**AIM OF THE EXERCISE**
Please reproduce the data below word for word, omitting the images from your response.

[Image point annotation entries]
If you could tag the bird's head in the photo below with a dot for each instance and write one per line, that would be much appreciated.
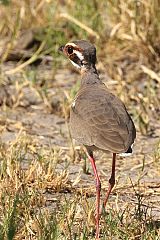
(81, 53)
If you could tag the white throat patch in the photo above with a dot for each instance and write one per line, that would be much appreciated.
(79, 54)
(75, 64)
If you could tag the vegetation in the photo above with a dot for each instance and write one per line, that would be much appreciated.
(46, 192)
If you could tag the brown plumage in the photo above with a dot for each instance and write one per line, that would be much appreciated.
(98, 119)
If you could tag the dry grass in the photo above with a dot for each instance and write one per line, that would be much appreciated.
(44, 192)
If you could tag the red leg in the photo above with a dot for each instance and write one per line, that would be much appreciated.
(98, 190)
(111, 180)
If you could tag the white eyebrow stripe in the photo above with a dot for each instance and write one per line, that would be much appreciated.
(79, 54)
(74, 64)
(71, 44)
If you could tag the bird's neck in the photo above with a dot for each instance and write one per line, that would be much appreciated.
(89, 75)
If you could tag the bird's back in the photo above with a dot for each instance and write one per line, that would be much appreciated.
(100, 119)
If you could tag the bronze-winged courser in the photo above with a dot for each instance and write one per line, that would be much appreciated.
(98, 119)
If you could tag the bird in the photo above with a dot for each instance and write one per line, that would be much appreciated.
(98, 119)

**ANSWER FOR THE TASK**
If you could tag the bird's head in the photo below with a dot for each instance and write one per line, that would be much appreciated.
(81, 53)
If you could tag the white throat patch in the photo above with a dot for each instance and write one per line, that would be much appreciated.
(79, 54)
(75, 64)
If you could tag the vegetation in the photo above with a dot for each instance and write one per line, that would be much appreciated.
(46, 192)
If you could tag the brown plumage in the photo above with a dot for each instance and write one per line, that would be much appreciated.
(98, 119)
If you could tag the dry grass in the photo above with a dot for each instance and write one per line, that would be much appreciated.
(44, 192)
If you could tag the red leg in the photo above with a dot for each instance and write one per line, that would be much appreciated.
(98, 190)
(111, 180)
If you could tag the white eyebrow stripe in the photo above with a dot for each instance and write one per line, that would be much appreciated.
(79, 54)
(74, 64)
(71, 44)
If you could tag the bird's neck in the photo above with a dot for each instance and write one per line, that would be much appreciated.
(89, 75)
If you could tag the bird's back in the photo above with a dot for each instance and write one per line, that would be much appreciated.
(100, 119)
If you could tag the bronze-winged courser in the photo above with a dot for each instance and write one per line, that would be much appreciated.
(98, 119)
If you could tag the bird in the photo above with a dot for each instance and write one per line, that would be much appreciated.
(98, 119)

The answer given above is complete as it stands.